===== Provided information

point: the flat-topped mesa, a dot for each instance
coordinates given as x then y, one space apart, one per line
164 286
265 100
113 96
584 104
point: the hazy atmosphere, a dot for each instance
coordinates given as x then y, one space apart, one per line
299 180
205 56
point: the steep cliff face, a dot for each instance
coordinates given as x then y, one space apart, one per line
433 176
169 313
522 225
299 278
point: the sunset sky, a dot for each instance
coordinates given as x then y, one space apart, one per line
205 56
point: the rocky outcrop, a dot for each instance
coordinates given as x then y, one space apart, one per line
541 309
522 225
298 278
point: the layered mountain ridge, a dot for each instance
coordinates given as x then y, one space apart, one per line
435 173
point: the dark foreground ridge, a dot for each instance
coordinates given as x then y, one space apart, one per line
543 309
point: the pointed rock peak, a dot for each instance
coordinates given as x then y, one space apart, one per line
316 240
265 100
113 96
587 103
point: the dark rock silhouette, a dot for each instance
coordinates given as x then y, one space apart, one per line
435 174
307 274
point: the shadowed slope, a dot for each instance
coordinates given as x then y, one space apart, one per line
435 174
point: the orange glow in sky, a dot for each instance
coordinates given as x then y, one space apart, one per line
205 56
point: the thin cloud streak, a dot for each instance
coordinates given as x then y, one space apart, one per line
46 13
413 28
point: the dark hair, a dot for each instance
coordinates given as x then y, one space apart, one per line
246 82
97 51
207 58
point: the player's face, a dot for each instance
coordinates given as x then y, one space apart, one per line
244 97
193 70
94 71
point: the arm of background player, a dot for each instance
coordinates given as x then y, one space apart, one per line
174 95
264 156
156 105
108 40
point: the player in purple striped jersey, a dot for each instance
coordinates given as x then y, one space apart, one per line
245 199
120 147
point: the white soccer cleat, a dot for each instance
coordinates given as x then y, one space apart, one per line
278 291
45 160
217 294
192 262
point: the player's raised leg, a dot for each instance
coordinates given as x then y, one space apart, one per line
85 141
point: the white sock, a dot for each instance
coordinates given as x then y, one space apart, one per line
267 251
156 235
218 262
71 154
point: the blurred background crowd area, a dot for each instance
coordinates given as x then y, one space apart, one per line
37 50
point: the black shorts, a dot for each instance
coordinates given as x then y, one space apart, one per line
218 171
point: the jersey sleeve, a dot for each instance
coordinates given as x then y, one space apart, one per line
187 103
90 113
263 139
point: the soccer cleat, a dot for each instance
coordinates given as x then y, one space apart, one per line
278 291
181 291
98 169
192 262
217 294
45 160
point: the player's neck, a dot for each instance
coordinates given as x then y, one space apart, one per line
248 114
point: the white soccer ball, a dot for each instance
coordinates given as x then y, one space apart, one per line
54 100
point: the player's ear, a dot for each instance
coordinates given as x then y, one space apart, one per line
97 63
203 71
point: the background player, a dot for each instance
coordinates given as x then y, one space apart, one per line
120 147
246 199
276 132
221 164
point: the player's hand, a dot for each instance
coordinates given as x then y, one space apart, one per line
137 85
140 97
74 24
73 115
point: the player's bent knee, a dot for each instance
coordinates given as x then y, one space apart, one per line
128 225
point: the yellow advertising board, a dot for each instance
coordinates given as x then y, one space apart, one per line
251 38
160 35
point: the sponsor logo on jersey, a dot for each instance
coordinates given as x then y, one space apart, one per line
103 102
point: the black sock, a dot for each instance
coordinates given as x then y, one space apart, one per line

==========

» **Problem to work on**
Reproduce every line of the listing above, requests included, from the line containing "point: the player's hand, a" to the end of the listing. Shift each x and y coordinate in the answers by adding -56 to it.

» **Exercise response**
point: the player's hand, a dot for each instance
coordinates given as x then y, one space apart, one per line
81 29
84 41
18 -32
17 59
point: the player's bent knee, a dot for each instance
coordinates given as x then y, one space apart, one per line
72 169
point: the yellow advertising board, a dot for each instance
coordinates given as x then y, one space apart, one per line
195 -18
104 -21
point: the sponsor logo on jersey, a dot for each instance
coordinates given as x then y, one space apart, one per line
47 46
point: the black sock, a dot for each instance
coordinates given as x then y, one space apart, one per line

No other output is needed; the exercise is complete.